[start of Input for this task]

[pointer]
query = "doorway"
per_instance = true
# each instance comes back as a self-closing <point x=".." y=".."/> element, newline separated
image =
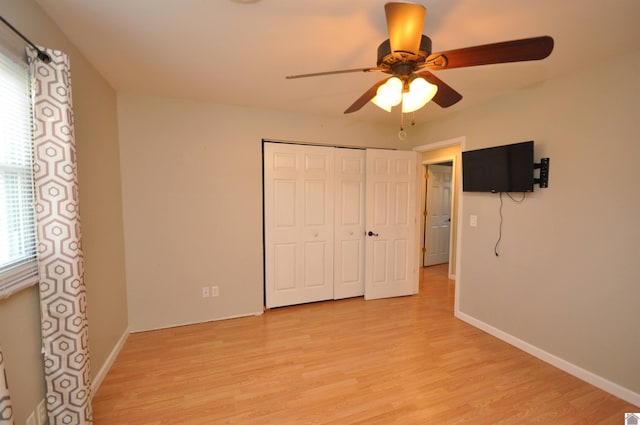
<point x="437" y="212"/>
<point x="445" y="276"/>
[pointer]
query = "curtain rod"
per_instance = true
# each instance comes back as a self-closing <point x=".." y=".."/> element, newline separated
<point x="43" y="56"/>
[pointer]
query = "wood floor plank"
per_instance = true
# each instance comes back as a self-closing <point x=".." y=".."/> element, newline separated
<point x="395" y="361"/>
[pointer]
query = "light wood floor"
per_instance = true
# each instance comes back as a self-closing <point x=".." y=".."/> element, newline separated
<point x="396" y="361"/>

[end of Input for this task]

**Directions for this task**
Copy every line of the records above without alteration, leaving out the pictures.

**Finished task**
[pointer]
query = "doorway"
per_instance = true
# each instance comes back as a self-closing <point x=".." y=".."/> element, newline separated
image =
<point x="437" y="212"/>
<point x="445" y="276"/>
[pointer]
query = "curtain rod"
per_instance = true
# each instance comes back as a self-closing <point x=".." y=".."/> element, newline separated
<point x="43" y="56"/>
[pointer]
query = "wood floor plank"
per_instance = true
# each instance comes back as a self-closing <point x=".." y=".."/> element, newline separated
<point x="395" y="361"/>
[pointer]
query = "light wood floor"
per_instance = true
# each instance comes back as a self-closing <point x=".." y=".."/> element, newline separated
<point x="396" y="361"/>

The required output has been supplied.